- [ПИСЬМЕННОЕ ЗАДАНИЕ 1]:
Выпишите дословно часть отрывка о стихах Блока, начиная со слов «Инерция звукового мышления» и продолжая до слов «плакал пред тобой.».

::: ФРАГМЕНТ ДОКУМЕНТА

Корней иванович - Критические рассказы
Когда говорил о вьюге, его стих становился вьюгой, и, например, его «Снежная Маска» не стихи о вьюге, но вьюга. Вы могли не понимать в них ни слова, но чувствовали ветер и снег. Ему достаточно было сказать, что сердце — летящая птица, как его стих начинал лететь, и не передать словами этих куда-то несущихся, тревожных, крылатых стихов:
Пойми же, я спутал, я спутал.
Инерция звукового мышления сказалась у Блока и в том, что он во время творчества часто мыслил чужими стихами, не отделяя чужих от своих, чувствуя чужие — своими, при чем воспроизводил не столько слова, сколько интонации и звуки. Звуковая впечатлительность его была такова, что он запоминал чужие стихи главным образом как некий музыкальный мотив, ощущал в них раньше всего — мелодию. У Пушкина, например, есть строка:
Черты волшебницы прекрасной.
Блок бессознательно воспроизводил ее так:
Черты француженки прелестной,
даже не замечая, что это чужое. У Пушкина сказано:
Корме родного корабля.
У Блока:
Мечту родного корабля.
У Пушкина:
Я долго плакал пред тобой.
У Блока:
Я буду плакать о тебе.
У Пушкина:
Мария, бедная Мария.
У Блока:
Мария, нежная Мария.
и т. д., и т. д. Его стихи полны таких звуковых реминисценций. Тут и развенчанная тень, и путник запоздалый, и проч. Звуковые волны, которым он любил предаваться, несли его куда хотели — часто по чужому руслу. Порою он замечал, что воспроизводит чужое, и указывал в особом примечании, что такие-то сочетания слов принадлежат не ему, а Полонскому, Островскому, Влад. Соловьеву, что его строка:
Молчите, проклятые книги,
есть повторение майковской:
Молчите, проклятые струны!
что его строка:
Те баснословные года
есть повторение тютчевской:
В те баснословные года.

::::::
::: ЗАПИСИ ДАННЫХ

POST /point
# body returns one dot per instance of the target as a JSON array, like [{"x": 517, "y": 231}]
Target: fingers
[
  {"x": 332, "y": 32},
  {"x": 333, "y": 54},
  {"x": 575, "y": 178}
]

::::::

- [ПИСЬМЕННОЕ ЗАДАНИЕ 2]:
Преобразуйте строки всех записей в таблицу Markdown со столбцами «Номер» и «Строка», пропустив пустые строки.

- [ПРАВИЛЬНЫЙ ОТВЕТ 1]:
Инерция звукового мышления сказалась у Блока и в том, что он во время творчества часто мыслил чужими стихами, не отделяя чужих от своих, чувствуя чужие — своими, при чем воспроизводил не столько слова, сколько интонации и звуки. Звуковая впечатлительность его была такова, что он запоминал чужие стихи главным образом как некий музыкальный мотив, ощущал в них раньше всего — мелодию. У Пушкина, например, есть строка:
Черты волшебницы прекрасной.
Блок бессознательно воспроизводил ее так:
Черты француженки прелестной,
даже не замечая, что это чужое. У Пушкина сказано:
Корме родного корабля.
У Блока:
Мечту родного корабля.
У Пушкина:
Я долго плакал пред тобой.

- [ПРАВИЛЬНЫЙ ОТВЕТ 2]:
| Номер | Строка |
|---|---|
| 1 | POST /point |
| 2 | # body returns one dot per instance of the target as a JSON array, like [{"x": 517, "y": 231}] |
| 3 | Target: fingers |
| 4 | [ |
| 5 |   {"x": 332, "y": 32}, |
| 6 |   {"x": 333, "y": 54}, |
| 7 |   {"x": 575, "y": 178} |
| 8 | ] |